**What is required:** Report every line in the lines below that contains the word "frame", copying each such line in full.

-=-=-=-=-

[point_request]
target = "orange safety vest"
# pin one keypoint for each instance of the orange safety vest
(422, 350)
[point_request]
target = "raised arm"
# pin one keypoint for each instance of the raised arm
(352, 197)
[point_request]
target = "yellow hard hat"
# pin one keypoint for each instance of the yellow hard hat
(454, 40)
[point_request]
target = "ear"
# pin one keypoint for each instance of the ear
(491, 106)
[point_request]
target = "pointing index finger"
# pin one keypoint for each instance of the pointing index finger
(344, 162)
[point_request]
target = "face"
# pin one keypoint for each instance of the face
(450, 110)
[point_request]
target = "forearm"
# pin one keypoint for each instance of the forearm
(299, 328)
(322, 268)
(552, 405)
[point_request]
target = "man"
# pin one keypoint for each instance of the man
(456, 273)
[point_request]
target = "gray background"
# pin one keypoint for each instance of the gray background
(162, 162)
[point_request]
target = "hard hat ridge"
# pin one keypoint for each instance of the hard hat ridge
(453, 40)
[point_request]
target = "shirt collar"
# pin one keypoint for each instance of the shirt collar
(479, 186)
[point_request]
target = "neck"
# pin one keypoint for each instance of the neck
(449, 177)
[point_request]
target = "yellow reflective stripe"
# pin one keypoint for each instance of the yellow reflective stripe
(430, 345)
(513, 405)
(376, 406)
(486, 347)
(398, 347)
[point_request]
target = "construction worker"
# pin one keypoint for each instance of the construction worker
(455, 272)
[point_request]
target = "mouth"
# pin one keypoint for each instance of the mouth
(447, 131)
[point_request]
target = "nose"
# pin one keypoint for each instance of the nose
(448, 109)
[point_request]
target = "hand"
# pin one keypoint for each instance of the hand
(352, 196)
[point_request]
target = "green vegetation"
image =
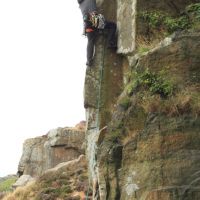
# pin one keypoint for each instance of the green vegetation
(162, 21)
(143, 49)
(155, 83)
(7, 184)
(194, 8)
(125, 102)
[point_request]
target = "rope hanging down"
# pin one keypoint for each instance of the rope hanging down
(99, 98)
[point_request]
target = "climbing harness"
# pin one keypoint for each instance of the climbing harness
(98, 20)
(99, 98)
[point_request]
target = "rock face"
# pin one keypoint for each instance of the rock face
(42, 153)
(66, 181)
(143, 111)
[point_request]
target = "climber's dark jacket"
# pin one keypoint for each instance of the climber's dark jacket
(87, 6)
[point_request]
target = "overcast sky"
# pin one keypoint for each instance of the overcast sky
(42, 69)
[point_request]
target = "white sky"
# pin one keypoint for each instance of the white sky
(42, 69)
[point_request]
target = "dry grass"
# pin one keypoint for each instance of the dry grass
(23, 193)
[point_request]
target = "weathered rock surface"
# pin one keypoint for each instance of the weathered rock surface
(160, 159)
(45, 152)
(22, 181)
(143, 114)
(66, 181)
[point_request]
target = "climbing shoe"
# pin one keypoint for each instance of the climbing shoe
(112, 46)
(89, 63)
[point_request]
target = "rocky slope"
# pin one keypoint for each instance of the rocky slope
(66, 181)
(45, 152)
(143, 111)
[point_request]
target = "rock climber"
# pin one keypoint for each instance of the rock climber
(93, 22)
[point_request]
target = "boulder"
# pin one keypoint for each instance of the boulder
(45, 152)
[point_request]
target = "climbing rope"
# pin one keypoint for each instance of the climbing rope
(99, 98)
(100, 81)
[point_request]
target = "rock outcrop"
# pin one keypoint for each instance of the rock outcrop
(143, 111)
(45, 152)
(66, 181)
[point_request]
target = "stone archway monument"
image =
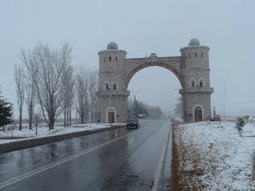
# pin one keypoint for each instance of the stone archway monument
(191, 68)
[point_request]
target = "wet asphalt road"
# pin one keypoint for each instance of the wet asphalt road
(112, 160)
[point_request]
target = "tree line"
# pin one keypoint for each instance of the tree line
(45, 78)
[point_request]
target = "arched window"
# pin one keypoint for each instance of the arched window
(107, 85)
(111, 115)
(192, 83)
(201, 82)
(198, 113)
(114, 85)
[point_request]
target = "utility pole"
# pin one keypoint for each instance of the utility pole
(224, 102)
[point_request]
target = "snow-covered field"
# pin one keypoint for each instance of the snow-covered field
(44, 131)
(213, 156)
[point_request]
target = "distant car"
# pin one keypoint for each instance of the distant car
(217, 118)
(132, 123)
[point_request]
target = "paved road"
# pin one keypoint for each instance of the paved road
(113, 160)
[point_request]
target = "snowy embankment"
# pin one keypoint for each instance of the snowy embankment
(43, 131)
(213, 156)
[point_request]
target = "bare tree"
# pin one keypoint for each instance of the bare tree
(20, 90)
(30, 91)
(48, 69)
(82, 93)
(68, 96)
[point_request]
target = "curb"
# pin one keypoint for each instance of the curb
(24, 144)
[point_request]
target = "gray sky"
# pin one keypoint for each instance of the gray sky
(140, 27)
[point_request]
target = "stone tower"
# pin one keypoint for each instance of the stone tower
(191, 69)
(196, 90)
(112, 94)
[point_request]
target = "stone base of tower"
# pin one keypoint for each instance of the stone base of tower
(196, 104)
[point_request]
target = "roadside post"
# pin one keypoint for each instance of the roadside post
(36, 129)
(253, 168)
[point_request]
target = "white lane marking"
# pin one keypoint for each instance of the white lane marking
(157, 176)
(62, 161)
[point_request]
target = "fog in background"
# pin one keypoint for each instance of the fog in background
(140, 27)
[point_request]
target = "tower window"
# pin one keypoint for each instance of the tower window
(114, 86)
(201, 83)
(193, 83)
(107, 86)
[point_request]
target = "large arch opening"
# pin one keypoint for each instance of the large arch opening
(158, 86)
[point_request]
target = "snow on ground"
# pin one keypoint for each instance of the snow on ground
(43, 131)
(225, 157)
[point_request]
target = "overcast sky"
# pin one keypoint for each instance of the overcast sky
(140, 27)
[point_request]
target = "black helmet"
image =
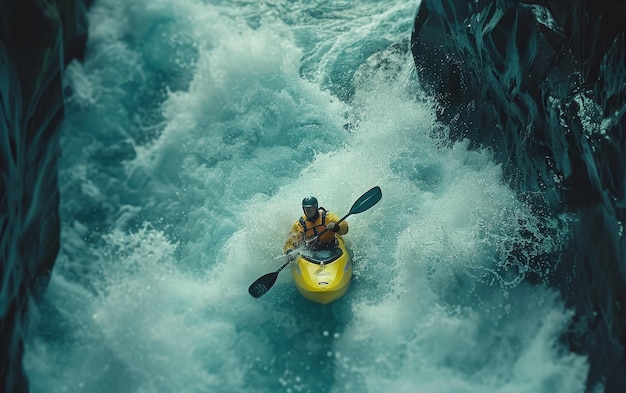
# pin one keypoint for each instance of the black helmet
(309, 202)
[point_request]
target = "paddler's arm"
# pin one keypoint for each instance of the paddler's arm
(294, 238)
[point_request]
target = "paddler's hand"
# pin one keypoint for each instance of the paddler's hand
(291, 256)
(332, 226)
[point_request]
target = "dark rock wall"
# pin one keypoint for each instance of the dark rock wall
(544, 84)
(37, 40)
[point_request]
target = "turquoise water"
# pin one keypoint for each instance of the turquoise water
(194, 129)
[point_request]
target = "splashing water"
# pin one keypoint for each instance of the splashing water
(193, 131)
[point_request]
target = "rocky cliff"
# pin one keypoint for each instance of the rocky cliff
(37, 40)
(543, 83)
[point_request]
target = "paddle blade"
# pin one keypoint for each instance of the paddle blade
(262, 284)
(366, 200)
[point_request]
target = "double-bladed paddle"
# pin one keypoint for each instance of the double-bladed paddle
(265, 282)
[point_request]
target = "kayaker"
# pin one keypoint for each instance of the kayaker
(314, 221)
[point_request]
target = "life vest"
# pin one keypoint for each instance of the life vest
(310, 229)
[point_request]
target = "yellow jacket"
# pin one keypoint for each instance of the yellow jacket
(304, 229)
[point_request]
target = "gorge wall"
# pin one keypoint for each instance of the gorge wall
(37, 40)
(543, 83)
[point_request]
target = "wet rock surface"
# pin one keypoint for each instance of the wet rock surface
(37, 40)
(543, 83)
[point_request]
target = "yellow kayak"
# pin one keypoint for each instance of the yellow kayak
(323, 275)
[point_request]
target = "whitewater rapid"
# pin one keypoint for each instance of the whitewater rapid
(193, 131)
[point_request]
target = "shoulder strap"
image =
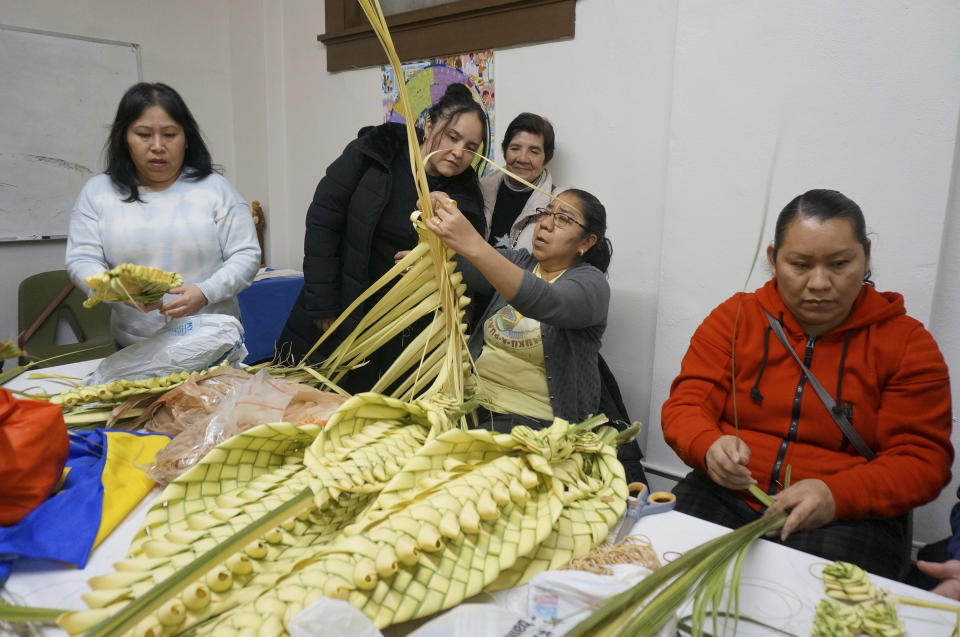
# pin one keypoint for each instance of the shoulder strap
(838, 417)
(25, 335)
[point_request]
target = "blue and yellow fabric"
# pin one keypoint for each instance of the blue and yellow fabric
(104, 480)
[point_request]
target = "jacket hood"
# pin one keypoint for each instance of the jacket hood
(383, 142)
(869, 308)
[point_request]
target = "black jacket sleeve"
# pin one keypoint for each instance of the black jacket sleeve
(326, 220)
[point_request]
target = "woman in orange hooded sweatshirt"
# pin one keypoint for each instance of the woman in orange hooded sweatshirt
(881, 368)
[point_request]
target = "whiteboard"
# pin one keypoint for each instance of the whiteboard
(60, 95)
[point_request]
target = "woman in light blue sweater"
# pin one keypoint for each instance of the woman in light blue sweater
(160, 204)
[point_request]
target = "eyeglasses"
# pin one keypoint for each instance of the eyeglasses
(561, 219)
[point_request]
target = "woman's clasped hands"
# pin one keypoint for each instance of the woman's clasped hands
(449, 224)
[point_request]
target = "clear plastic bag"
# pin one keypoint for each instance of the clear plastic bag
(191, 343)
(261, 399)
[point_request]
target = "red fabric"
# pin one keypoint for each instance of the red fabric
(893, 374)
(33, 451)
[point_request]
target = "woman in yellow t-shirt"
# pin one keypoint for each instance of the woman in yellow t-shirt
(536, 347)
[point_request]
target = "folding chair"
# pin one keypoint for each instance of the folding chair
(45, 301)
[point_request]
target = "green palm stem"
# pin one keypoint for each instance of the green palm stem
(127, 619)
(616, 617)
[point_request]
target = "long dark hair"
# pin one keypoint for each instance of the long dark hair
(535, 125)
(823, 205)
(595, 218)
(197, 163)
(456, 101)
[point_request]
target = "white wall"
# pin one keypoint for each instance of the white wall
(668, 111)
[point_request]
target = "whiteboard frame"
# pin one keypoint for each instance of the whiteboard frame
(70, 36)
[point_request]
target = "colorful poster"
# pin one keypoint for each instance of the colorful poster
(428, 79)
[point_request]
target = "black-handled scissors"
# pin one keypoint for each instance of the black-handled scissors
(641, 504)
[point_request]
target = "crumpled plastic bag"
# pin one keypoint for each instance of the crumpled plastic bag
(329, 617)
(191, 343)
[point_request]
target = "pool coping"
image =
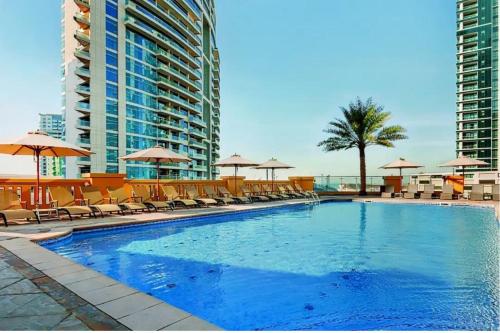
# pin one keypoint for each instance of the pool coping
(128, 306)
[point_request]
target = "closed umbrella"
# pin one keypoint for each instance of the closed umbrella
(272, 165)
(235, 161)
(401, 164)
(39, 143)
(158, 155)
(463, 161)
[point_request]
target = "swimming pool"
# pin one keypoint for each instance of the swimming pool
(337, 266)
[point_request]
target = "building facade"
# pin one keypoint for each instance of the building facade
(477, 81)
(53, 125)
(137, 73)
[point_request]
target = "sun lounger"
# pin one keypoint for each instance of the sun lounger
(388, 192)
(210, 192)
(11, 208)
(64, 202)
(428, 192)
(412, 191)
(225, 193)
(142, 192)
(171, 194)
(96, 201)
(292, 191)
(495, 193)
(119, 196)
(193, 194)
(477, 192)
(269, 193)
(447, 193)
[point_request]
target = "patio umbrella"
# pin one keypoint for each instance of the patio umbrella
(401, 164)
(158, 155)
(235, 161)
(39, 143)
(463, 161)
(272, 165)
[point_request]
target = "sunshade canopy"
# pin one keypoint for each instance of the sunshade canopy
(41, 142)
(235, 161)
(401, 163)
(157, 154)
(273, 164)
(463, 161)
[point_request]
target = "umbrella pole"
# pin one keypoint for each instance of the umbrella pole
(37, 153)
(158, 180)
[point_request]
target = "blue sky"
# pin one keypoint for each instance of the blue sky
(286, 67)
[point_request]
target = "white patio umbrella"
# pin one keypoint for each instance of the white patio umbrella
(38, 144)
(158, 155)
(463, 161)
(401, 164)
(272, 165)
(235, 161)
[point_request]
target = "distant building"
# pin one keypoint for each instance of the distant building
(137, 73)
(477, 114)
(53, 125)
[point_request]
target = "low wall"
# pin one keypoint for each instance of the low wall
(26, 187)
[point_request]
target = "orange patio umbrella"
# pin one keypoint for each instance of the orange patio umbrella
(38, 144)
(158, 155)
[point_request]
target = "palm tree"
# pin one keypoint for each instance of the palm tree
(363, 126)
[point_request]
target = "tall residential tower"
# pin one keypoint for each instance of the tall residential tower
(477, 81)
(137, 73)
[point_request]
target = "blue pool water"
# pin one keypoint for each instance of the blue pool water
(337, 266)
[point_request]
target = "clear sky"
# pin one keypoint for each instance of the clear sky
(286, 67)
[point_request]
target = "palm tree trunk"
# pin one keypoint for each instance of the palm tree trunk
(362, 170)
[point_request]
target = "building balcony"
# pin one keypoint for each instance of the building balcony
(83, 19)
(169, 84)
(82, 107)
(83, 36)
(83, 90)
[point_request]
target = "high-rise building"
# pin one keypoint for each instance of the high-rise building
(53, 125)
(477, 81)
(137, 73)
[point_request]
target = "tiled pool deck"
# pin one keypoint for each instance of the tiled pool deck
(40, 290)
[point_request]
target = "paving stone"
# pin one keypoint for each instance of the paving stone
(71, 323)
(97, 320)
(20, 287)
(31, 323)
(154, 318)
(107, 294)
(127, 305)
(94, 283)
(77, 276)
(191, 324)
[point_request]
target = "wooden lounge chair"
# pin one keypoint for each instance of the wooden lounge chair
(142, 192)
(64, 202)
(223, 191)
(210, 192)
(193, 194)
(119, 196)
(447, 192)
(96, 201)
(292, 191)
(495, 192)
(11, 208)
(428, 192)
(171, 194)
(269, 193)
(388, 192)
(477, 192)
(412, 191)
(283, 193)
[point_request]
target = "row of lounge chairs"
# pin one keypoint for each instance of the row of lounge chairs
(477, 192)
(118, 201)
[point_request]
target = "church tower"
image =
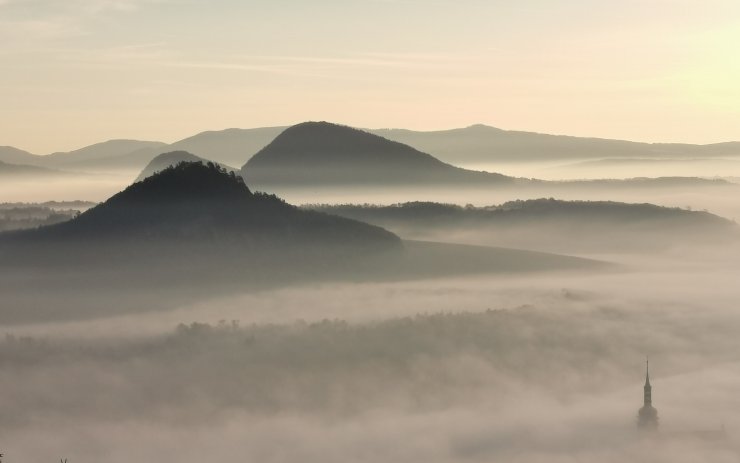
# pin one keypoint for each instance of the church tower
(647, 416)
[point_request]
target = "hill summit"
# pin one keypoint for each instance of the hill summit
(173, 158)
(322, 153)
(204, 203)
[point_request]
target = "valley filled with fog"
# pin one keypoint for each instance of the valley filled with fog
(439, 316)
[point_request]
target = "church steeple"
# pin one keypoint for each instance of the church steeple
(647, 416)
(648, 389)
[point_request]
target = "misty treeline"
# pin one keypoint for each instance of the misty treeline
(520, 210)
(199, 371)
(18, 217)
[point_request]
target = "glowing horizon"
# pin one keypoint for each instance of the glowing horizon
(87, 71)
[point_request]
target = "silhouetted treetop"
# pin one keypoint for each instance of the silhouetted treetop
(207, 203)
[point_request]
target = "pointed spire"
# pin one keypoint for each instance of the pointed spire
(647, 371)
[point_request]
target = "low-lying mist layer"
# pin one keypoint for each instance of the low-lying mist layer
(547, 224)
(555, 383)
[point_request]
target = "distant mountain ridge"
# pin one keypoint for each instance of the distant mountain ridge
(322, 153)
(480, 143)
(13, 171)
(550, 224)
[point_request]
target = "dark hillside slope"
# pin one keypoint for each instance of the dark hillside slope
(320, 153)
(165, 160)
(204, 203)
(551, 225)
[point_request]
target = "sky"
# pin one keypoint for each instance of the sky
(76, 72)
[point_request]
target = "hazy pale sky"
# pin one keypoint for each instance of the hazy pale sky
(75, 72)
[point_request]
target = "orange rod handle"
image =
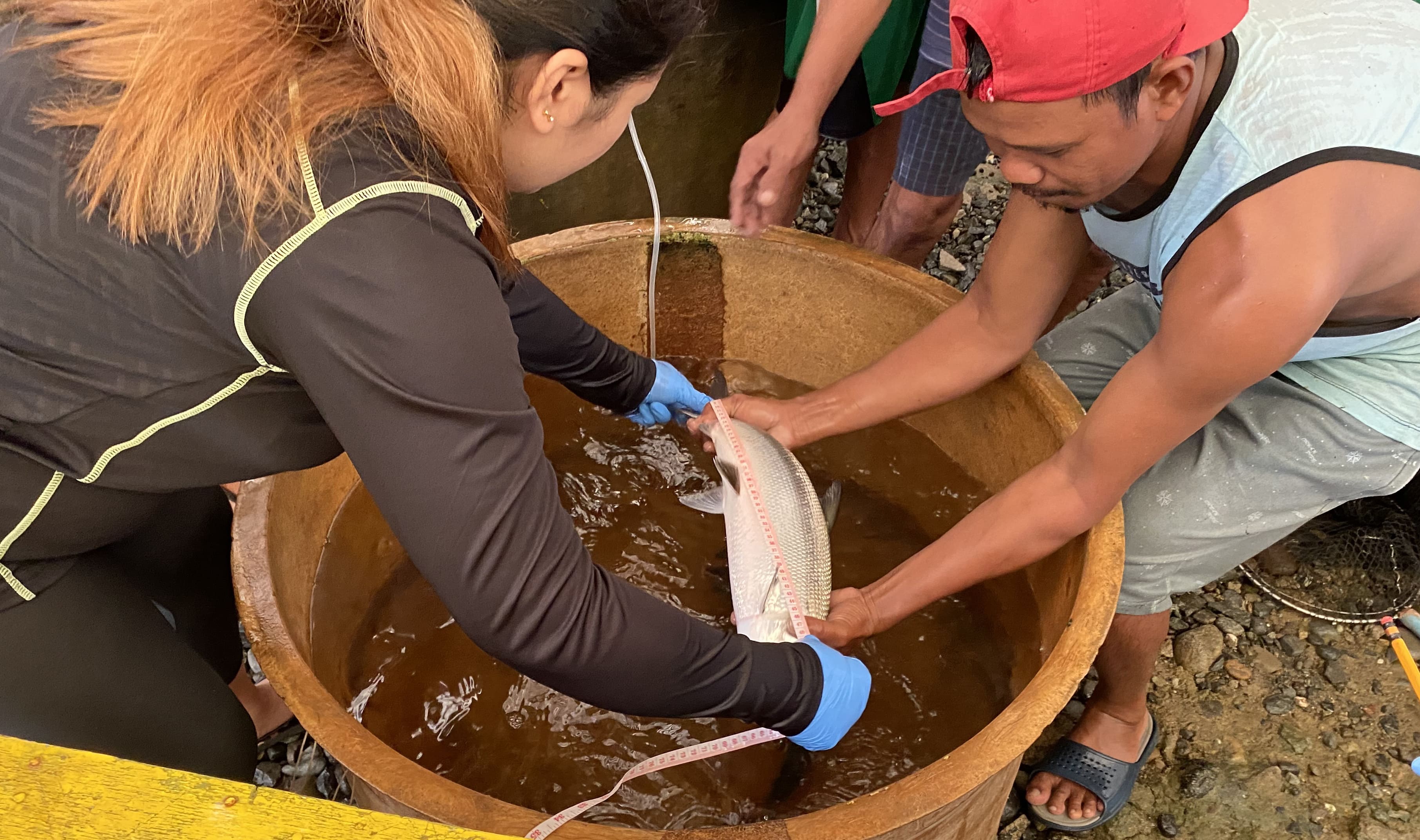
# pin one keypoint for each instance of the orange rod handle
(1406, 660)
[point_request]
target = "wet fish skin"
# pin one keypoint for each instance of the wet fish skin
(797, 517)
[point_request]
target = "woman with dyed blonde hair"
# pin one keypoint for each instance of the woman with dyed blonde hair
(242, 237)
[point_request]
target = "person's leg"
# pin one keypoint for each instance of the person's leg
(93, 664)
(938, 151)
(871, 159)
(909, 223)
(182, 561)
(1271, 460)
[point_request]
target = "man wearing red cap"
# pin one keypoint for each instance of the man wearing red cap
(1257, 171)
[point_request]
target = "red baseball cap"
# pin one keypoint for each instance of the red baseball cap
(1053, 50)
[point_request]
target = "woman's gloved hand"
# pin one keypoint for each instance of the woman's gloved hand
(847, 683)
(669, 394)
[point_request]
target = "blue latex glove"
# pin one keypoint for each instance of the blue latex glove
(847, 683)
(669, 394)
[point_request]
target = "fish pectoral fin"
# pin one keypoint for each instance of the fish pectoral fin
(830, 501)
(710, 501)
(729, 472)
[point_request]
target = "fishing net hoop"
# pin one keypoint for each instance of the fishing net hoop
(1357, 564)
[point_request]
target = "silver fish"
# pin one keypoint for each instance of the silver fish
(800, 523)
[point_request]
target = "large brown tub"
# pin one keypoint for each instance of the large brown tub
(804, 307)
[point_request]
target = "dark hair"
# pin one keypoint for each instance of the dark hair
(191, 105)
(1125, 93)
(624, 40)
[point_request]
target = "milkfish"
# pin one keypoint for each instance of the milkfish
(800, 523)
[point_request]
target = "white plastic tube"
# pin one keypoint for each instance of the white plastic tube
(655, 242)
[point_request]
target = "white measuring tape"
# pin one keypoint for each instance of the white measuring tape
(730, 742)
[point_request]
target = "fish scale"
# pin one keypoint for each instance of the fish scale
(783, 570)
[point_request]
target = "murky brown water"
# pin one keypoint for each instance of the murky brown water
(434, 696)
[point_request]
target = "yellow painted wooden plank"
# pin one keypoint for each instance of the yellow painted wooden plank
(52, 792)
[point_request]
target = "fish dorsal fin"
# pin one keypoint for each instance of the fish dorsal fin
(710, 501)
(830, 501)
(729, 472)
(719, 388)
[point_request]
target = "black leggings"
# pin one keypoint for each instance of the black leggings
(93, 663)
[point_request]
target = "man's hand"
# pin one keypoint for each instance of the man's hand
(777, 418)
(849, 618)
(767, 169)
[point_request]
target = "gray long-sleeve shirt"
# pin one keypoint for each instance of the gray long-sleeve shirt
(405, 347)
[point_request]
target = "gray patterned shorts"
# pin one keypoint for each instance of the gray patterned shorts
(1271, 460)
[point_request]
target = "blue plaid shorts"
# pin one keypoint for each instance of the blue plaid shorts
(938, 150)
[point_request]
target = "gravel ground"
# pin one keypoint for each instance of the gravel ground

-=-=-=-=-

**Worked solution:**
target = "whiteboard frame"
# pin one keypoint for each instance of the whiteboard frame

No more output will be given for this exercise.